--- start ---

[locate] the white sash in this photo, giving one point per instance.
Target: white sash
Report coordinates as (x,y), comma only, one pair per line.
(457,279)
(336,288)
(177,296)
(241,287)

--- end ---

Reproduce every line of the entries above, including the requests, and offset each x and y coordinate value in the answers by -131.

[locate] the white sash in this photo, giving one point per instance.
Target: white sash
Report coordinates as (x,y), comma only, one pair per line.
(326,148)
(205,157)
(46,165)
(110,156)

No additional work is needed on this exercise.